Arrange every line of the material below as a numbered list, skipping blank lines and leaving out the pictures.
START
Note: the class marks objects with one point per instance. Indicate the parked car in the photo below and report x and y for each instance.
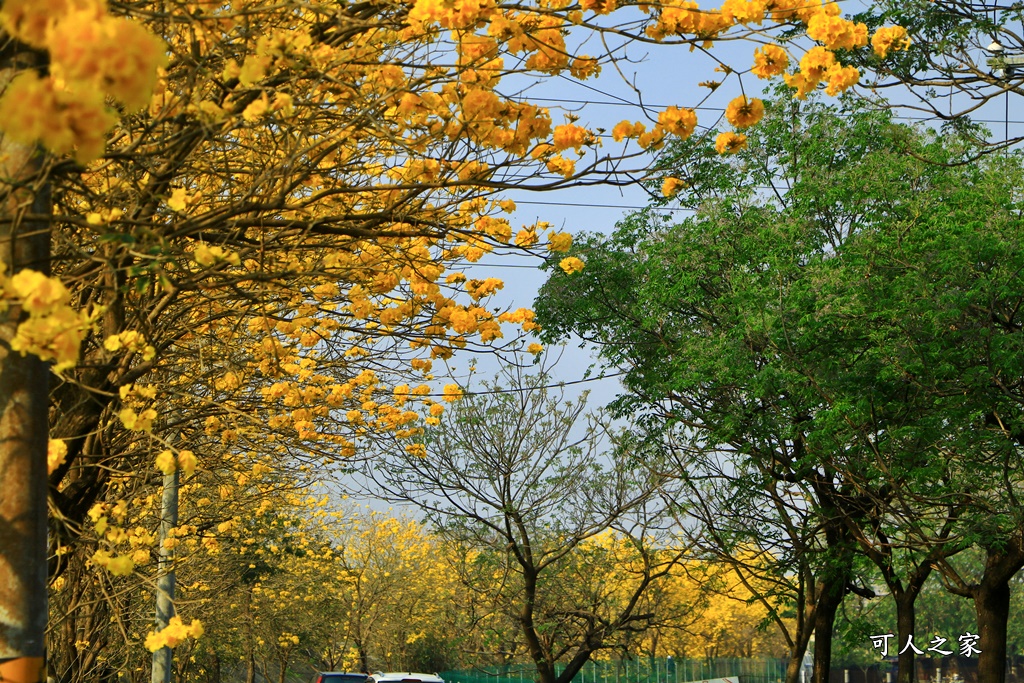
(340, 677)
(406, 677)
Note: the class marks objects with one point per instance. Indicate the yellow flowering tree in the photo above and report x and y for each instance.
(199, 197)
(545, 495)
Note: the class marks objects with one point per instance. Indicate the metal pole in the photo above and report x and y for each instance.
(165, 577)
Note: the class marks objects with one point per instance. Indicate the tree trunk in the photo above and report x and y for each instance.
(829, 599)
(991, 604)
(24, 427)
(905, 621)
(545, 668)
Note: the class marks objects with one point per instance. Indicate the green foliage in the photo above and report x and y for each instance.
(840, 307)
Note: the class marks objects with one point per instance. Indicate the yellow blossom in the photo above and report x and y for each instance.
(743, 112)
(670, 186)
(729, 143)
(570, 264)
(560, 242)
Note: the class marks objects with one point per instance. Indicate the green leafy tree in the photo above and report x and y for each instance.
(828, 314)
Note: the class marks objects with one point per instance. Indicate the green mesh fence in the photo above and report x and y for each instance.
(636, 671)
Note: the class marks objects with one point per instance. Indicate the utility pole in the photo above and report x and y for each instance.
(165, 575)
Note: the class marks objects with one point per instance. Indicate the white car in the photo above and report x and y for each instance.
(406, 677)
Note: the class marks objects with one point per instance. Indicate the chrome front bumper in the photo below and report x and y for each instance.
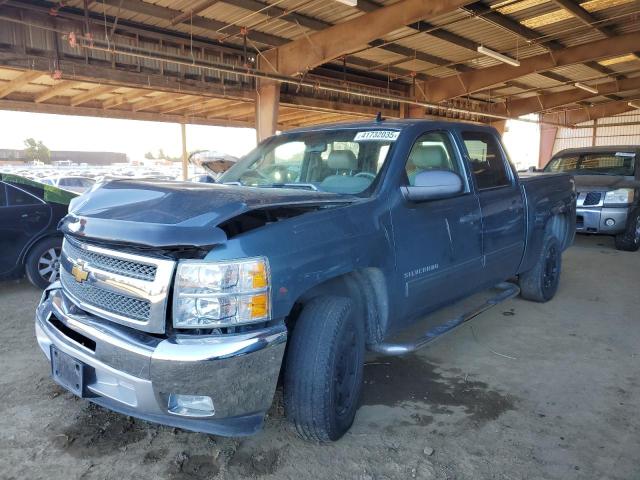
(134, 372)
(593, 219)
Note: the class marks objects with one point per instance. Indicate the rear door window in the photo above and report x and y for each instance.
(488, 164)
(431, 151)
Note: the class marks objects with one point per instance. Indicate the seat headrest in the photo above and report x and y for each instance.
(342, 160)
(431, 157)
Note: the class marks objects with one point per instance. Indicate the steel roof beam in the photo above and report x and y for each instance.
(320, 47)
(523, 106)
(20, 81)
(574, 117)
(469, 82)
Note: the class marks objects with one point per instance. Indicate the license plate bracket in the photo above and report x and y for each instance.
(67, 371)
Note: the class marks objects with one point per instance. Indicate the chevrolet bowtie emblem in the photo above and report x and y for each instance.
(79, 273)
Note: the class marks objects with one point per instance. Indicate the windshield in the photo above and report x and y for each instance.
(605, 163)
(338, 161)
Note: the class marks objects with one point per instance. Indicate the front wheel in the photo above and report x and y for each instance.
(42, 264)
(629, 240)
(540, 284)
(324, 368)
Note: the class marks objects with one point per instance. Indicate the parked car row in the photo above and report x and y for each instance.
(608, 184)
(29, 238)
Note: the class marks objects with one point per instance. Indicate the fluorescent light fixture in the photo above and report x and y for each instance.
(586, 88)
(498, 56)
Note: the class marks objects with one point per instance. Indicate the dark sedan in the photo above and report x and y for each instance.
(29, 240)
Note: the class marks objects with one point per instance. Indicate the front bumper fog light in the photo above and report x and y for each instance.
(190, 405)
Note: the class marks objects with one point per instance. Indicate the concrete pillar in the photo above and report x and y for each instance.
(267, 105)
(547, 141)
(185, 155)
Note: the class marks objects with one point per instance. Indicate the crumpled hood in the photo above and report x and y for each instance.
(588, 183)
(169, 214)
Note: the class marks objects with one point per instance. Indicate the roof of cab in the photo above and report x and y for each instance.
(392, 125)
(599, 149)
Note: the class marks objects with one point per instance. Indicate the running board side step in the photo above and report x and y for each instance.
END
### Task response
1. Note: the class marks objects with one point per instance. Indicate the parked car in the photo below and report x and y for each instance.
2. (340, 677)
3. (406, 677)
4. Note: the class marks objects with one point per instance. Indicate the yellow flowering tree in the photo above and report x and y for each instance.
5. (199, 197)
6. (545, 495)
7. Note: the class marks objects with one point per instance. Indicate the metal pole in the photo above and report x and y for each instance.
8. (165, 577)
9. Note: the class marks objects with one point per instance. Indicate the tree trunk in the photo above and report x and y for each instance.
10. (829, 599)
11. (991, 604)
12. (24, 427)
13. (905, 621)
14. (545, 668)
15. Note: the class marks objects with one point per instance. Indicate the green foliage in the photo above and report x and y for each instance.
16. (840, 307)
17. Note: the class marks objects with one point per instance. Indicate the yellow blossom in the photo above and report x and y for each instance.
18. (743, 112)
19. (670, 186)
20. (729, 143)
21. (570, 264)
22. (560, 242)
23. Note: the class marks objects with one point per instance. Indicate the green leafy tree in the photo above and report x and y for each instance.
24. (828, 314)
25. Note: the class marks objects with one point per instance. Indicate the green mesh fence in the photo above and report x and y for each instance.
26. (636, 671)
27. Note: the class marks objects with one point per instance. Indicate the utility pole in the photo above and report x and y for each instance.
28. (165, 575)
29. Note: the class marks objects with one point per instance. Indicate the white car in the photo above and report x and y for each instance.
30. (406, 677)
31. Note: the class marks objects with one point per instance. Indicate the chrome front bumper in the photo below and report x and y for each instance.
32. (134, 372)
33. (593, 219)
34. Note: the class marks objects with one point per instance. Indicate the rear door window in the photo above and report x and y for each instance.
35. (488, 164)
36. (431, 151)
37. Note: the class marks objects with one point per instance. Indicate the seat headrest in the photo above and report x and y for each instance.
38. (342, 160)
39. (431, 157)
40. Note: the class marks objects with one point per instance. Indicate the steel roof beam in the photo above and report x and y for each instance.
41. (320, 47)
42. (523, 106)
43. (20, 81)
44. (574, 117)
45. (469, 82)
46. Note: the class marks objects with one point per instance. Indicate the license plate bracket in the photo above and report x and y for each instance.
47. (67, 371)
48. Note: the class marks objects with one point per instance. Indicate the chevrolet bowtie emblem in the photo above and report x and y for each instance.
49. (79, 273)
50. Note: the class marks objects with one point per instance. Indicate the windshield in the photo above and report x and y for each instance.
51. (605, 163)
52. (338, 161)
53. Note: the class marks objects with one point per instance. Indicate the front wheel in the photo above and report x and y for each instance.
54. (42, 264)
55. (629, 240)
56. (540, 284)
57. (324, 368)
58. Note: the class marks objects with one point per instance. Indicate the parked car row in the photo above and report x and y for each instance.
59. (608, 184)
60. (29, 238)
61. Note: the class marks objects with one point per instance. Indicate the fluorescent light fixture in the photo above and report x and y for each instance.
62. (586, 88)
63. (498, 56)
64. Note: the class marks objects with one point per instance. Indicate the dark sedan in the photo above and report x and y for each instance.
65. (29, 240)
66. Note: the class marks objects with one point per instance. Indicate the front bumper fog light in the photo above and report x and y for each instance.
67. (190, 405)
68. Note: the class marks objects with one point per instance. Indicate the concrete pillar in the photo above and report x and y for each instance.
69. (267, 105)
70. (547, 141)
71. (185, 155)
72. Note: the class marks objects with one point per instance. Indicate the crumpled hood in the photo above and report x and y for each instance.
73. (588, 183)
74. (169, 214)
75. Note: the class marks objects with one point per instance. Indicate the roof of cab in the photo above and report x and y for each instance.
76. (392, 125)
77. (599, 149)
78. Note: the class marks objects with one point per instance. Indicate the running board side step in the photo above and report x and y for each instance.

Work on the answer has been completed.